TEXTE FOURNI:

::::

De son côté, Ousmane Badiane, autre personnalité marquante de la Ld, un temps président du Conseil régional de Dakar, n’est qu’une seule certitude : le Pr. Bathily va céder son fauteuil. Intime de l’historien, son opinion est nette : « Comme je le connais, il va résister cette fois-ci et faire accepter son départ. Il va partir », lâche, avec une voix teintée d’amertume le « monsieur élections » des « rouges ». Les 1.000 délégués attendus de toutes les régions du Sénégal et de la diaspora ne plancheront pas seulement sur le remplacement du Pr. Bathily. Une commission ad-hoc a été chargée de réfléchir sur le mode de renouvellement des membres du Bureau politique et du secrétariat permanent.

::::

DONNÉES ENREGISTRÉES:
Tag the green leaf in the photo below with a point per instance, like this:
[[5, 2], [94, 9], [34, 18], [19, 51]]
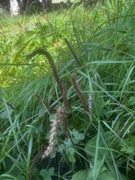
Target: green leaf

::::

LISTE DES TÂCHES:
1) Répondez aux questions suivantes à partir du texte fourni.
(a) Combien de délégués sont attendus ?
(b) Quelle fonction Ousmane Badiane a-t-il occupée un temps ?
(c) Sur quoi la commission ad-hoc doit-elle réfléchir ?
2) Renvoyez sans aucune modification le passage du texte fourni qui commence à « De son côté, Ousmane » et se termine à « du secrétariat permanent. ».
Les données forment un matériau à part, distinct du texte fourni.

EXERCICES CORRIGÉS:
1)
(a) 1.000 délégués, venus de toutes les régions du Sénégal et de la diaspora.
(b) Président du Conseil régional de Dakar.
(c) Sur le mode de renouvellement des membres du Bureau politique et du secrétariat permanent.

2)
De son côté, Ousmane Badiane, autre personnalité marquante de la Ld, un temps président du Conseil régional de Dakar, n’est qu’une seule certitude : le Pr. Bathily va céder son fauteuil. Intime de l’historien, son opinion est nette : « Comme je le connais, il va résister cette fois-ci et faire accepter son départ. Il va partir », lâche, avec une voix teintée d’amertume le « monsieur élections » des « rouges ». Les 1.000 délégués attendus de toutes les régions du Sénégal et de la diaspora ne plancheront pas seulement sur le remplacement du Pr. Bathily. Une commission ad-hoc a été chargée de réfléchir sur le mode de renouvellement des membres du Bureau politique et du secrétariat permanent.